• **TASKS TO CARRY OUT**:
a) Decide whether each statement agrees with the text about Penelope's cough, answering yes or no and quoting the words of the text that settle it. (i) Penelope has had her symptoms since birth. (ii) Summer is usually the hardest season for her. (iii) The daily breathing treatments always help.
b) Please extend the text about Penelope's cough, starting right after its last sentence.

• **TEXT SECTION**:
┌────────

11.05.2008

Adding To The List Of Reasons

Why I *L*O*V*E Greg so much! He cleans up puke. Yep, without wincing, without complaining, without grossing out. He is the best Daddy ever. Penelope suffers from "asthma-like" symptoms, and has since birth. Winter is usually the worst time for her and when the weather abruptly changes like it often does in Phoenix coupled with increased pollution, she gets pretty bad. Even with daily breathing treatments, it doesn't always help and we end up battling nights like tonight. Literally since we got home from work, Penelope has done nothing but cough. It breaks my heart, because there is nothing we can really do except give her treatments, make sure she doesn't eat anything that causes too much phelgm, and make her not jump around.

I knew it was going to be a bad night...just call it mother's intuition.

└────────

Collected data
┌────────

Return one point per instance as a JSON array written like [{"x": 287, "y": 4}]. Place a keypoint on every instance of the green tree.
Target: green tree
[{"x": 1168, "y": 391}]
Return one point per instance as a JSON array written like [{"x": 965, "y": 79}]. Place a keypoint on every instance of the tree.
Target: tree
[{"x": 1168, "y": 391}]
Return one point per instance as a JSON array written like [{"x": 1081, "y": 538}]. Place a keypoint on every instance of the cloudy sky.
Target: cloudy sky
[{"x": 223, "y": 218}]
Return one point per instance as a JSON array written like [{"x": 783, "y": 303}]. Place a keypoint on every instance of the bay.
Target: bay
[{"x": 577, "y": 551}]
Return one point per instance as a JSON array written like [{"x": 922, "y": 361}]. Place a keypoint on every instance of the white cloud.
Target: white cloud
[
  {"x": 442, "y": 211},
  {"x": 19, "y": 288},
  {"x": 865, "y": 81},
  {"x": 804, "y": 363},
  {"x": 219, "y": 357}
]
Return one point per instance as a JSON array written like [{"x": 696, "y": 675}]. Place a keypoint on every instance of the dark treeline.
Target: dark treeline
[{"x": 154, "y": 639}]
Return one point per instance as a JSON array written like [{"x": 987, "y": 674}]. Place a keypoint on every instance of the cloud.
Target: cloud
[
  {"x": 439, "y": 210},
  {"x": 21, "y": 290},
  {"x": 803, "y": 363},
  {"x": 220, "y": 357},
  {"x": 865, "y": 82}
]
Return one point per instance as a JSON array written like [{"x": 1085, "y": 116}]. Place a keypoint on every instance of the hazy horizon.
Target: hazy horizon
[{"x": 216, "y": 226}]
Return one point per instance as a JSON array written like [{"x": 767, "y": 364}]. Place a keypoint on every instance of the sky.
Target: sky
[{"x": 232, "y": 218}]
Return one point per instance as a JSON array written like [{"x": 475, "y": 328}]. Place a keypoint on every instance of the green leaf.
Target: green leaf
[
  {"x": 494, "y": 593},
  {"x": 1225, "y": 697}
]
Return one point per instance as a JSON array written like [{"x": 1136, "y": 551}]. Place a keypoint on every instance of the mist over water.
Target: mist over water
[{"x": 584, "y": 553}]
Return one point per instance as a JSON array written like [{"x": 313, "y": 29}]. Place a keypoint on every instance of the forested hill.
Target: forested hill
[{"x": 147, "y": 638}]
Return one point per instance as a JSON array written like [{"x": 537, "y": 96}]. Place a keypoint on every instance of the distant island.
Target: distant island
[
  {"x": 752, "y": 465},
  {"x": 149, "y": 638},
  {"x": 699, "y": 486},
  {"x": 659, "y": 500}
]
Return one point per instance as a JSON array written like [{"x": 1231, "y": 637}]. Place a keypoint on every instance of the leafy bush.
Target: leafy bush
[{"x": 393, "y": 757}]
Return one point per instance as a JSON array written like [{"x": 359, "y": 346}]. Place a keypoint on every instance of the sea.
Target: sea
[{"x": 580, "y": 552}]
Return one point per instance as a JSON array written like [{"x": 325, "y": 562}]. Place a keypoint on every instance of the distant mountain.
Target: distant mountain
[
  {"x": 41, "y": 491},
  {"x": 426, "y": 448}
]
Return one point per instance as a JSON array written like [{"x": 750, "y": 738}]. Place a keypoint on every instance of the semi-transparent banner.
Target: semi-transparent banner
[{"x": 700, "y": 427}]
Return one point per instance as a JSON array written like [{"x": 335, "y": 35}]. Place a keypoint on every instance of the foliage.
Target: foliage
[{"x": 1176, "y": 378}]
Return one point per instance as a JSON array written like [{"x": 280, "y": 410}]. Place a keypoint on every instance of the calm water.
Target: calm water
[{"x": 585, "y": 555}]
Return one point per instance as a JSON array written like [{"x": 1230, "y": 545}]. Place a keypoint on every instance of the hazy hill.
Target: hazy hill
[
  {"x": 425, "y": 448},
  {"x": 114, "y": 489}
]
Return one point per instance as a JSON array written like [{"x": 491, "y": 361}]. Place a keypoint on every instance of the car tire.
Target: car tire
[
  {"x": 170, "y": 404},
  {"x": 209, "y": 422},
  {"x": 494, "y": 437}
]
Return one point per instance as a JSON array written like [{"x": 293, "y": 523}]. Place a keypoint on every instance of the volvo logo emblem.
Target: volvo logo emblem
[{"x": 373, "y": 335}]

└────────

• **ANSWERS GIVEN**:
a)
(i) Yes: "Penelope suffers from "asthma-like" symptoms, and has since birth."
(ii) No: "Winter is usually the worst time for her"
(iii) No: "Even with daily breathing treatments, it doesn't always help"

b)
Usually after her nightly bath and story, she's gives hugs and kisses and is ready to conk out. Not tonight. Tossing and turning and coughing and moaning. Then she cries out and says she has to go to the bathroom. But she's crying...the scared crying and I just know she is about to throw up. Which is normal because she has coughed herself into throwing up many times before. It's quite typical with asthma sufferers. And then all the sudden she gets sick and misses the toilet and it's everywhere. Normally, this doesn't bother me. I never, ever, thought in a million years I would be able to clean up puke. But my mom promised me during one of my pre-motherhood panic attacks that I would be a just fine...I'd be a good mom and clean up my kid's puke. She said, "It's just different when it's your own kids...they need you and only you. It won't even bother you." For the last 3.5 years she has been right. I've been puked on numerous times and don't even flinch. NOT TONIGHT! UGH! I suck as a mom! I am nearly vomiting right behind Penelope as she is looking to me for comfort and solace. I'm gagging uncontrollably...to the point of me starting to sweat and my mouth starts to water, and panic fills me because this bathroom is obviously being occupied, and I can't make it to the other. So, I scream for Greg, and he knows just why I can't help out tonight. With this pregnancy, can't smell things that gag me without throwing up or nearly throwing up. So, he comes in saves the night and is Penelope's hero. Cleans up the mess, gives her a bath and gets me to calm down all while keeping his cool and not even flinching about the gross nature of it all. He is also my hero.

So I may not get any nominations for Mother Of The Year tonight, but at least I was able to get a repreive from puke duty!

Thanks Greggy! Love you :)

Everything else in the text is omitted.